··· Records to process ···
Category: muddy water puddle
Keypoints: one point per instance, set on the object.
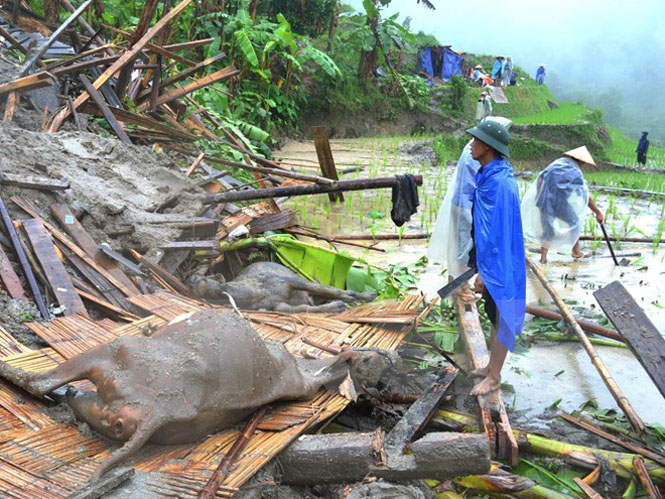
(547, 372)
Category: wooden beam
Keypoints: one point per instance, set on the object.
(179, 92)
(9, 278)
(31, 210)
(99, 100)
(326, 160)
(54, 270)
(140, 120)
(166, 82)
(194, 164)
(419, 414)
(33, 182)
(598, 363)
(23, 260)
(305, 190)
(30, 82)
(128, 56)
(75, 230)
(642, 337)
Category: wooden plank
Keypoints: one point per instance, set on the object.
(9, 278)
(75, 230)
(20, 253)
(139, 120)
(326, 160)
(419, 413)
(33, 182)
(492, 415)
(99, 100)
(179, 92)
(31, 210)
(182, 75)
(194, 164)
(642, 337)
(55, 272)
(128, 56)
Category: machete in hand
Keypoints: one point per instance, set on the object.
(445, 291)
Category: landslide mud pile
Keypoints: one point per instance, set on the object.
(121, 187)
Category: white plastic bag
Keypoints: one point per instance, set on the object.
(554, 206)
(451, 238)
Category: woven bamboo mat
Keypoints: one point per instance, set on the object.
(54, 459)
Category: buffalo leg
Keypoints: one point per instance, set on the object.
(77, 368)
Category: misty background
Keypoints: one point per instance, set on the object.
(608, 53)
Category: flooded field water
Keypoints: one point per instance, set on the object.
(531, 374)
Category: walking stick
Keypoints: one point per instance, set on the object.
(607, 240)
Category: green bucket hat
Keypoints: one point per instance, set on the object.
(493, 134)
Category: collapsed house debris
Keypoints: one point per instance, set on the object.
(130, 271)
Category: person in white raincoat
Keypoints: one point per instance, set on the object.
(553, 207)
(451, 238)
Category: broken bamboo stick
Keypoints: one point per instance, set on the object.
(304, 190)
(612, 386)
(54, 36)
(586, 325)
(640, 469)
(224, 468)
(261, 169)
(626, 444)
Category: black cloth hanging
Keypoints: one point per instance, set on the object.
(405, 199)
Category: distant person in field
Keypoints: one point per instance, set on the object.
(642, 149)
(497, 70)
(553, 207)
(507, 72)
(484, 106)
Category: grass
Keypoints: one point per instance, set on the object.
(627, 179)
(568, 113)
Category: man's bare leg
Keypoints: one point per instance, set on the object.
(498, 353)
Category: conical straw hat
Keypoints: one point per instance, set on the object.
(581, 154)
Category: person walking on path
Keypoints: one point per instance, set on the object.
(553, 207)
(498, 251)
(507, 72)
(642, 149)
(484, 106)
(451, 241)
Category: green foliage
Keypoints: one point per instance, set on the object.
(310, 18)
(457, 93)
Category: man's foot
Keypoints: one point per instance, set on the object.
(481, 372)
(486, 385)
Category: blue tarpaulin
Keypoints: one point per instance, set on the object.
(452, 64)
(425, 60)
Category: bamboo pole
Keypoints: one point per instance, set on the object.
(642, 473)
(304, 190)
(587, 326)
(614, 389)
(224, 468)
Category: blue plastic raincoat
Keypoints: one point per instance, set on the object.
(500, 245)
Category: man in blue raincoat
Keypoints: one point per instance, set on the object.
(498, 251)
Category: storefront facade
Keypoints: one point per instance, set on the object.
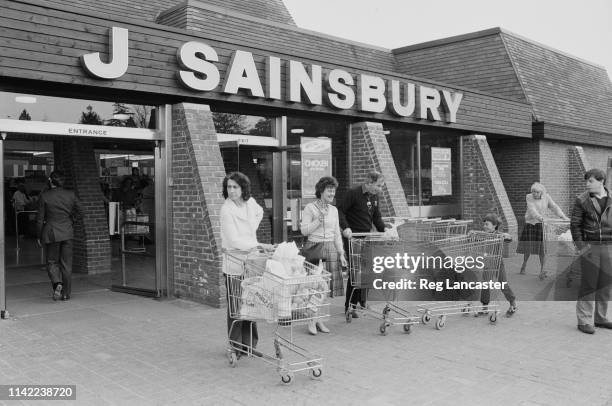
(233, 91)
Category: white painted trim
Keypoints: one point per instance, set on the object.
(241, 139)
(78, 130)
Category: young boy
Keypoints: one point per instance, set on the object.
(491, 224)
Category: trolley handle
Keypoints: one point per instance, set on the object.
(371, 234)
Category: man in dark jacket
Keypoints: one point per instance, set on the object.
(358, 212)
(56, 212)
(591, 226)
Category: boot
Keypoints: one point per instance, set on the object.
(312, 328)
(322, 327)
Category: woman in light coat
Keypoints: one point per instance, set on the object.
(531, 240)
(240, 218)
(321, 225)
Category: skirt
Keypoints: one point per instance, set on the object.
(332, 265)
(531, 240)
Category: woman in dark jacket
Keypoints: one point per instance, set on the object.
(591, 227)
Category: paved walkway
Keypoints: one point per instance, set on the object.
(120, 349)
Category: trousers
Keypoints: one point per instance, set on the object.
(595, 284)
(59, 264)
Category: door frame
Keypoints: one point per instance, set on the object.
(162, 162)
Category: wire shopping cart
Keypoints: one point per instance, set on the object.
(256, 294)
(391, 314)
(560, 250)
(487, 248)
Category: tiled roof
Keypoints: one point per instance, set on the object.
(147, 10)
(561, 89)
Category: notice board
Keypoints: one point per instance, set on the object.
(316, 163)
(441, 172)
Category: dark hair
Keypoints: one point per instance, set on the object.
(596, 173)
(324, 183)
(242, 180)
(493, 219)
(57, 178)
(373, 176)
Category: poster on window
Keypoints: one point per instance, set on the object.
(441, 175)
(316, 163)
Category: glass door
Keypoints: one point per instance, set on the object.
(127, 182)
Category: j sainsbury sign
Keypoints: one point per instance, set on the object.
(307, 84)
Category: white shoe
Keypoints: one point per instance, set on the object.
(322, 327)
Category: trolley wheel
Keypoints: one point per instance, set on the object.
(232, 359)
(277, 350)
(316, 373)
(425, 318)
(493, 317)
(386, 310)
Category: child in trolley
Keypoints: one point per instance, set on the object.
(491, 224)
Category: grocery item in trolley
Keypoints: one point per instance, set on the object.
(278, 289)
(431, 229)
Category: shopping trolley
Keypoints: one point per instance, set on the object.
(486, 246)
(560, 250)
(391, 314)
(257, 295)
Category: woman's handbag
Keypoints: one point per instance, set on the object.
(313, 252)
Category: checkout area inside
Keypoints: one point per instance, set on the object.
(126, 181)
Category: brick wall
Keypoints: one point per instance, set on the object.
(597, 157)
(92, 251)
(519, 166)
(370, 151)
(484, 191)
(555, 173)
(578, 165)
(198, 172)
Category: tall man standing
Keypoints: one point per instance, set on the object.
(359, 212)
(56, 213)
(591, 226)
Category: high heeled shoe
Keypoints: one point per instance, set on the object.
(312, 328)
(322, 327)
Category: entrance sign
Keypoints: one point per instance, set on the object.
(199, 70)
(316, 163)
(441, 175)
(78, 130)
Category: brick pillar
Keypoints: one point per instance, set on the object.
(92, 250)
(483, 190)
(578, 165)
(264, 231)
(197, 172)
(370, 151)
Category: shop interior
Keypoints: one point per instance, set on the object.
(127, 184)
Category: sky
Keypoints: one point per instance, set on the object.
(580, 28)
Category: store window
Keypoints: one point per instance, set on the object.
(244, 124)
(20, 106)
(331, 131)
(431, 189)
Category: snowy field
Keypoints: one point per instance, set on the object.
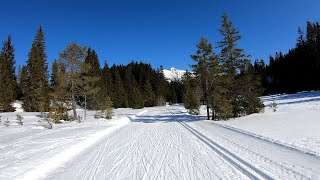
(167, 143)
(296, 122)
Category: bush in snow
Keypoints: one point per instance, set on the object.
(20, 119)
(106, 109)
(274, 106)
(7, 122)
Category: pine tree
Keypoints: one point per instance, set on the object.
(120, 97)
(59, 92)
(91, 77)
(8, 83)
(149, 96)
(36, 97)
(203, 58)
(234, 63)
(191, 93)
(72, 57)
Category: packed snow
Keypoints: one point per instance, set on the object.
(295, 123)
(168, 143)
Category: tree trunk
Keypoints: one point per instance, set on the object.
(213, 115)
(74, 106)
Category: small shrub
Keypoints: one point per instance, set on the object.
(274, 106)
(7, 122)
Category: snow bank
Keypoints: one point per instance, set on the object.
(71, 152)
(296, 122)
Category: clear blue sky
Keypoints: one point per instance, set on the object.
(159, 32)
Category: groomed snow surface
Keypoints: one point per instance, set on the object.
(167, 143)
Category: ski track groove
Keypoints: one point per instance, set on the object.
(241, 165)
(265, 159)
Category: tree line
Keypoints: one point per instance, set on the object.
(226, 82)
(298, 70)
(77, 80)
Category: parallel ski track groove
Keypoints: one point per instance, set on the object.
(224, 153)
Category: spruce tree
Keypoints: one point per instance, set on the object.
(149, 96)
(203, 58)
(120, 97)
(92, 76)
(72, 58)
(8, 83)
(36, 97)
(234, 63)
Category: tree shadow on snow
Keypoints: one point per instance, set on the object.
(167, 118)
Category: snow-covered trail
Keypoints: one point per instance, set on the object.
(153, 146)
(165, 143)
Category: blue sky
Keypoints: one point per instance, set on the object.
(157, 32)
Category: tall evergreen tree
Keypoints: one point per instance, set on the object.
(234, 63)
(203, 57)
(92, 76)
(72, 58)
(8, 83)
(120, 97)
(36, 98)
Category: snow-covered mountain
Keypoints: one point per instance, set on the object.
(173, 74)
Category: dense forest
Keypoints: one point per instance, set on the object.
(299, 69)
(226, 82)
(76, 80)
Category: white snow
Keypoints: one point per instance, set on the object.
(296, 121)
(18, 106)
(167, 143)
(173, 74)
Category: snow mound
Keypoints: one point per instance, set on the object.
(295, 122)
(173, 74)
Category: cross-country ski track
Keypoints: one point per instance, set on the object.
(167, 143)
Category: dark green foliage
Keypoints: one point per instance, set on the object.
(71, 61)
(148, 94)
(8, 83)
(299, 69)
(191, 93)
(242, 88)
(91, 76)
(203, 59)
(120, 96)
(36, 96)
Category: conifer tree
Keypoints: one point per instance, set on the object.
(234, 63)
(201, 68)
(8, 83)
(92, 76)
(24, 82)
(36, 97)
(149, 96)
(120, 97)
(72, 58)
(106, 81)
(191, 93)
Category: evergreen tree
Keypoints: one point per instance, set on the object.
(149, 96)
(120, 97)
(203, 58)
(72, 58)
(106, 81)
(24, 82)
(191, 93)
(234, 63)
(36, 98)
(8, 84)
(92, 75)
···
## Work to complete
Reproduce only the lines above, starting at the line with "Category: packed snow" and ending at the line with "Category: tree line", exactly as written.

## Answer space
Category: packed snow
Keypoints: one point per instance, set on the object.
(295, 123)
(168, 143)
Category: tree trunk
Keypoints: one point per instance, set on the object.
(213, 115)
(74, 106)
Category: small shrub
Keypoints: one point per instance, set on the object.
(274, 106)
(7, 122)
Category: snow bank
Keypoints: one point per instance, set on the object.
(71, 152)
(296, 122)
Category: clear blue sky
Keypoints: one point per instance, set on the object.
(159, 32)
Category: groomed snow surface
Keypoints: one point per instance, set on the object.
(167, 143)
Category: ski track groove
Keypoints: one point per instance, set on the object.
(241, 165)
(265, 159)
Category: tree line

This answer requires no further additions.